• _Action item_:
All that is needed is every line of the listing below that has "positive".

• _Source data_:
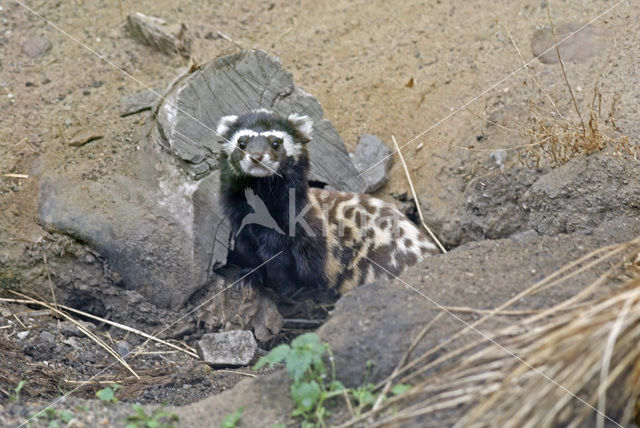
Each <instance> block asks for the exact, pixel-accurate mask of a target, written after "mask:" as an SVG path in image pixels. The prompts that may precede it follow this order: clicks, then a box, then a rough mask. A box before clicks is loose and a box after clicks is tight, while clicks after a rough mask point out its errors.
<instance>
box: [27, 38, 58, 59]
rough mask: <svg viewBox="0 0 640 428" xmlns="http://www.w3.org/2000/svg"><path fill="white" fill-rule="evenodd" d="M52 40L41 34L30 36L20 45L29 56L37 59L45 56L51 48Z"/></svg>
mask: <svg viewBox="0 0 640 428" xmlns="http://www.w3.org/2000/svg"><path fill="white" fill-rule="evenodd" d="M52 47H53V45H52V44H51V41H50V40H49V39H47V38H45V37H41V36H30V37H28V38H27V39H25V40H24V41H23V42H22V44H21V45H20V50H21V51H22V53H23V54H25V55H26V56H28V57H29V58H32V59H36V58H40V57H43V56H45V55H46V54H47V52H49V51H50V50H51V48H52Z"/></svg>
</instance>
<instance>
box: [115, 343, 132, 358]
mask: <svg viewBox="0 0 640 428" xmlns="http://www.w3.org/2000/svg"><path fill="white" fill-rule="evenodd" d="M116 351H117V352H118V354H119V355H120V356H121V357H124V356H126V355H128V354H129V352H131V345H130V344H129V342H127V341H126V340H121V341H120V342H118V343H116Z"/></svg>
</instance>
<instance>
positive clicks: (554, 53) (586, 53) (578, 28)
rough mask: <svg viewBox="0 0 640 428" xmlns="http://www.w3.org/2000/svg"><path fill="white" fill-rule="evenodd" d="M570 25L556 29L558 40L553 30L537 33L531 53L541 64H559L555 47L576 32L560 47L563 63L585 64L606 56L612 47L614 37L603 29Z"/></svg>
mask: <svg viewBox="0 0 640 428" xmlns="http://www.w3.org/2000/svg"><path fill="white" fill-rule="evenodd" d="M581 27H582V24H579V23H569V24H564V25H560V26H558V27H557V28H556V38H555V39H554V37H553V31H552V30H551V28H543V29H541V30H538V31H536V32H535V33H534V34H533V37H532V39H531V51H532V52H533V54H534V55H535V56H536V57H539V58H538V59H539V60H540V62H542V63H544V64H556V63H558V62H559V60H558V53H557V51H556V49H555V47H554V45H555V40H557V41H558V42H560V41H562V40H563V39H565V38H567V36H569V35H570V34H571V33H574V32H576V31H577V32H576V33H575V34H574V35H573V36H571V37H569V38H568V39H567V40H565V41H563V42H561V43H560V44H559V45H558V46H559V50H560V56H561V57H562V60H563V61H574V62H584V61H586V60H587V59H589V58H591V57H592V56H594V55H597V54H604V52H606V50H607V48H608V46H610V45H611V40H612V35H611V34H610V33H609V32H608V31H607V30H606V29H603V28H598V27H595V26H592V25H590V26H587V27H584V28H581Z"/></svg>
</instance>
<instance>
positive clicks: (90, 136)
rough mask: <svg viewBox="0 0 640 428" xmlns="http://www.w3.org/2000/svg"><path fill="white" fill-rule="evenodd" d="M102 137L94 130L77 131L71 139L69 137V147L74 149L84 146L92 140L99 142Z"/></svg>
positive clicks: (84, 128) (82, 129) (102, 135)
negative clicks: (70, 147) (73, 147)
mask: <svg viewBox="0 0 640 428" xmlns="http://www.w3.org/2000/svg"><path fill="white" fill-rule="evenodd" d="M102 137H104V135H102V134H99V133H97V132H96V131H95V130H93V129H89V128H84V129H81V130H79V131H77V132H76V133H75V134H74V135H73V137H71V139H70V140H69V145H70V146H74V147H78V146H84V145H85V144H87V143H89V142H91V141H94V140H99V139H100V138H102Z"/></svg>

• _Written solution_:
positive clicks: (554, 53) (586, 53) (578, 28)
positive clicks: (90, 136)
positive clicks: (84, 128) (82, 129) (102, 135)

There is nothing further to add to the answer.